(Extracted records)
##############################

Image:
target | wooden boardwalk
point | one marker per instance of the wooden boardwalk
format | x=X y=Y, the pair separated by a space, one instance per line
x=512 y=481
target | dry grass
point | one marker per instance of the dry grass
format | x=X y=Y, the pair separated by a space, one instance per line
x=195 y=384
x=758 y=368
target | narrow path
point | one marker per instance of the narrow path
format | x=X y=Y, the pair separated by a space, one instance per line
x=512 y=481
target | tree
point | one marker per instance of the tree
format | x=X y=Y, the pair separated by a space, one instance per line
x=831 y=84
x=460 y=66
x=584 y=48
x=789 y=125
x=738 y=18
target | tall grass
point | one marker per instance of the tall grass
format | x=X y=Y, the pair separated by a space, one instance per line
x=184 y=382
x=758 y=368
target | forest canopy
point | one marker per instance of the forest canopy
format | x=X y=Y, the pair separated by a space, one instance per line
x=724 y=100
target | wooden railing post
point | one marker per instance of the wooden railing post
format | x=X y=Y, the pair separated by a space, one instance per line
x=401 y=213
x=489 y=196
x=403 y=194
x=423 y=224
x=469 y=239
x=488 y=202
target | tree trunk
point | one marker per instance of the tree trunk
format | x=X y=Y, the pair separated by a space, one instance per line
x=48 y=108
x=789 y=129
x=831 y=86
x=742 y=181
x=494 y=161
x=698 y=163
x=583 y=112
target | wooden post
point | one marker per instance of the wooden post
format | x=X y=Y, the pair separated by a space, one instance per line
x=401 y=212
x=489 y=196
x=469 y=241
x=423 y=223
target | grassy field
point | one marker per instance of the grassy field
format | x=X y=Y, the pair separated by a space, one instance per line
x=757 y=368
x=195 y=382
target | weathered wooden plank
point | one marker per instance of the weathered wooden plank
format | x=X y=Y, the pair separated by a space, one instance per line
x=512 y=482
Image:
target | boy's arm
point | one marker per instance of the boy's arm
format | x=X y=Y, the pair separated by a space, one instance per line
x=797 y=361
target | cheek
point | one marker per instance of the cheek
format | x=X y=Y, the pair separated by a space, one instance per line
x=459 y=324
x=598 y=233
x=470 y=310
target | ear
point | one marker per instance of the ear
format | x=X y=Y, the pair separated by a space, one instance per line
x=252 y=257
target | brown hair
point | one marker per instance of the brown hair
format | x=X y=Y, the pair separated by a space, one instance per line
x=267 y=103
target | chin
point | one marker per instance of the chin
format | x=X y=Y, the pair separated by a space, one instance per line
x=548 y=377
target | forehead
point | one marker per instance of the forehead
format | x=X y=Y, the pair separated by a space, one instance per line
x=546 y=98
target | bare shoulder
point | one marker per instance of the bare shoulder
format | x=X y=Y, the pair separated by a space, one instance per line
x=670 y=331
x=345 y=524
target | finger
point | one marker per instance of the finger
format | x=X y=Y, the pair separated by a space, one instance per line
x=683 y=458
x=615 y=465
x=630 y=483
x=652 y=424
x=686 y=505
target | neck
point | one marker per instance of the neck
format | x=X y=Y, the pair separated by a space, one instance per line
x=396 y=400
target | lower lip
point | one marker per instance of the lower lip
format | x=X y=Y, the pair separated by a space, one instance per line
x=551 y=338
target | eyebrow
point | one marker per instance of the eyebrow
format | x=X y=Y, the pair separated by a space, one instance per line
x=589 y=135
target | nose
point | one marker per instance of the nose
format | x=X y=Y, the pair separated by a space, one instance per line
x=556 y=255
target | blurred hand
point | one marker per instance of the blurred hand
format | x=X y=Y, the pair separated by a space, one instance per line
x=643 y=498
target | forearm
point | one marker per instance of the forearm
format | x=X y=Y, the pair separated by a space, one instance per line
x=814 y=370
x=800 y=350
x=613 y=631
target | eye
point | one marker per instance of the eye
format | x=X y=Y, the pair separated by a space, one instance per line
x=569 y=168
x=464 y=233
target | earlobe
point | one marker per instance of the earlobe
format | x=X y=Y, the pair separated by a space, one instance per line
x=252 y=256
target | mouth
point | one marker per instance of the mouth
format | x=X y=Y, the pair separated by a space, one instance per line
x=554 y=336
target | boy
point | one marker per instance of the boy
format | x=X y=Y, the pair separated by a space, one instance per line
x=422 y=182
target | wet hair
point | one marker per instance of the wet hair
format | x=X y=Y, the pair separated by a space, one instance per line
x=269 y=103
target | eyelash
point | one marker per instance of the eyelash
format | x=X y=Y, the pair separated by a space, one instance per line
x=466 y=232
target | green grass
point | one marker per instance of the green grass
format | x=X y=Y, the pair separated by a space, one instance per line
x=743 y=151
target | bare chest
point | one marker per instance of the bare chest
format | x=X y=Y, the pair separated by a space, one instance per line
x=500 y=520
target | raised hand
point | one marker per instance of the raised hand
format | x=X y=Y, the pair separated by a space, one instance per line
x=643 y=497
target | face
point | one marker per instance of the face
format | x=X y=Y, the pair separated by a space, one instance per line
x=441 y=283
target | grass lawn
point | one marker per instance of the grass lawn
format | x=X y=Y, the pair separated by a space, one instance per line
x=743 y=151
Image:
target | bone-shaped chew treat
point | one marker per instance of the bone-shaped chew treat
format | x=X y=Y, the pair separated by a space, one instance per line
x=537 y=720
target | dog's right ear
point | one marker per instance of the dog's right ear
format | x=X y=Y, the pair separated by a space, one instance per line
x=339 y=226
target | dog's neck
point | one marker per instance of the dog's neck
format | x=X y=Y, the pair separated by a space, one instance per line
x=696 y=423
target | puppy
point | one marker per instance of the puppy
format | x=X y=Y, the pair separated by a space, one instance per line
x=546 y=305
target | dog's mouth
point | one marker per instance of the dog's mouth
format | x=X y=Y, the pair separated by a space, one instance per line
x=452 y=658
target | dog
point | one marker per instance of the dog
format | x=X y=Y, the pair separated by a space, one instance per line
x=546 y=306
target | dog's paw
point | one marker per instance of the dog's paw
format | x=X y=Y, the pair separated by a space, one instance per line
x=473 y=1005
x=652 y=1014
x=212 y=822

##############################

• Task brief: Write out the records again, exactly as given.

• Completed task:
Image:
target | wooden boardwalk
point | one marker per instance of the wooden boardwalk
format | x=X y=Y, the pair separated by a space, one instance per line
x=512 y=481
target | dry grass
point | one marker per instance of the dry grass
format | x=X y=Y, the pair separated by a space, one instance per line
x=195 y=384
x=758 y=368
target | narrow path
point | one marker per instance of the narrow path
format | x=X y=Y, the pair separated by a space, one instance per line
x=512 y=481
target | tree
point | one marker per instance of the tree
format | x=X y=Y, the pair separated by a space, one instance per line
x=831 y=84
x=460 y=66
x=584 y=48
x=789 y=125
x=738 y=18
target | tall grass
point | one marker per instance of the tall grass
format | x=X y=Y, the pair separated by a space, one instance per line
x=184 y=382
x=758 y=368
target | forest canopy
point | one marker per instance of the forest canopy
format | x=X y=Y, the pair separated by a space, one instance per line
x=724 y=100
target | wooden railing post
point | one marker per instance of the wooden railing post
format | x=X y=Y, the pair separated by a space, one instance per line
x=401 y=213
x=489 y=196
x=403 y=194
x=423 y=224
x=469 y=239
x=488 y=202
target | tree trunk
point | one marker per instance of the tree trunk
format | x=X y=Y, the pair separated by a space, one instance per line
x=48 y=108
x=789 y=129
x=831 y=86
x=742 y=181
x=494 y=161
x=698 y=163
x=583 y=112
target | wooden post
point | one marker per instance of the wooden post
format | x=X y=Y, the pair separated by a space, one instance per line
x=401 y=212
x=489 y=196
x=469 y=241
x=423 y=223
target | grassy field
point | one marker per instance of the grassy field
format | x=X y=Y, the pair separated by a space, one instance per line
x=757 y=368
x=195 y=382
target | weathered wooden plank
point | one marker per instance of the weathered wooden plank
format | x=X y=Y, the pair separated by a space, one instance per line
x=512 y=482
Image:
target | boy's arm
point | one marker per instance of the boy's arm
format | x=X y=Y, the pair separated by a space, one instance per line
x=797 y=361
target | cheek
point | one marker per instance of the cheek
format | x=X y=Y, the pair separated by a space, one instance per line
x=459 y=324
x=598 y=233
x=470 y=310
target | ear
point | one marker per instance of the ear
format | x=X y=Y, the pair separated by a space, one instance per line
x=252 y=257
target | brown hair
point | one marker per instance of the brown hair
format | x=X y=Y, the pair separated by a space, one instance per line
x=267 y=103
target | chin
point | one marker per instance of the chin
format | x=X y=Y, the pair separated by a space, one instance per line
x=548 y=377
target | forehead
point | one marker per instance of the forehead
format | x=X y=Y, the pair separated by a space, one instance per line
x=546 y=98
target | bare shoulder
point | one marker per instance of the bare shoulder
format | x=X y=Y, the pair separated by a space, one instance per line
x=670 y=331
x=345 y=524
target | finger
point | one marker per instance of the finger
format | x=X y=Y, the pair separated by a space, one instance per line
x=683 y=458
x=615 y=465
x=630 y=483
x=652 y=424
x=686 y=505
target | neck
point | one marker per instance of the neck
format | x=X y=Y, the pair separated by a space, one instance per line
x=396 y=400
target | lower lip
point | one marker per instance of the lower lip
format | x=X y=Y, the pair separated by a space, one instance per line
x=551 y=338
target | eyebrow
point | one marker per instance of the eyebrow
format | x=X y=Y, the pair separated by a space, one instance per line
x=589 y=135
target | nose
point | one marker per instance of the nose
format | x=X y=Y, the pair separated by a space, one instance per line
x=556 y=255
target | blurred hand
point | one marker per instance of the blurred hand
format | x=X y=Y, the pair separated by a space, one instance per line
x=643 y=498
target | forearm
point | one marker per instance of the forearm
format | x=X y=Y, the pair separated by a space, one instance per line
x=814 y=370
x=800 y=350
x=613 y=631
target | eye
point | one marker per instance of the eye
format | x=X y=Y, the pair separated by a space, one instance per line
x=569 y=168
x=464 y=233
target | earlobe
point | one marker per instance of the earlobe
format | x=X y=Y, the pair separated by a space, one instance per line
x=252 y=256
target | mouth
point | one marker per instance of the mouth
format | x=X y=Y, the pair separated by a space, one instance per line
x=554 y=336
target | boy
point | one marker per instance of the boy
format | x=X y=Y, the pair separated by a space, one instance per line
x=422 y=182
target | wet hair
point | one marker per instance of the wet hair
format | x=X y=Y, the pair separated by a space, one instance per line
x=269 y=103
target | eyelash
point | one marker per instance of the eyelash
format | x=X y=Y, the pair separated by a space, one instance per line
x=466 y=232
target | green grass
point | one marker per instance of the green grass
format | x=X y=Y, the pair separated by a space, one instance per line
x=743 y=151
target | bare chest
point | one marker per instance of the bare chest
format | x=X y=Y, the pair separated by a space, one instance per line
x=500 y=520
target | raised hand
point | one marker per instance of the raised hand
format | x=X y=Y, the pair separated by a space, one instance per line
x=643 y=497
target | face
point | one marker per instance of the face
format | x=X y=Y, the pair separated by a space, one instance per line
x=441 y=283
target | grass lawn
point | one marker per instance of the grass lawn
format | x=X y=Y, the pair separated by a space, one instance per line
x=743 y=151
Image:
target | bone-shaped chew treat
point | one marker per instance of the bone-shaped chew treat
format | x=X y=Y, the pair separated by a space, one instance per line
x=537 y=720
target | dog's right ear
point | one marker per instance of the dog's right ear
format | x=X y=Y, the pair separated by a space, one instance per line
x=339 y=226
target | dog's neck
point | one marker per instance of the dog's neck
format | x=X y=Y, the pair separated by a space, one instance per line
x=696 y=423
target | puppy
point | one marker per instance of the puppy
format | x=X y=Y, the pair separated by a space, one instance per line
x=546 y=305
target | dog's mouth
point | one marker per instance of the dog's mouth
format | x=X y=Y, the pair separated by a space, one instance per line
x=452 y=658
target | dog
point | one marker per instance of the dog
format | x=X y=Y, the pair separated by a space, one instance per line
x=546 y=306
target | dog's paw
point | one marker per instance of the dog's paw
format | x=X y=Y, the pair separated by a space, one instance per line
x=473 y=1005
x=652 y=1014
x=212 y=822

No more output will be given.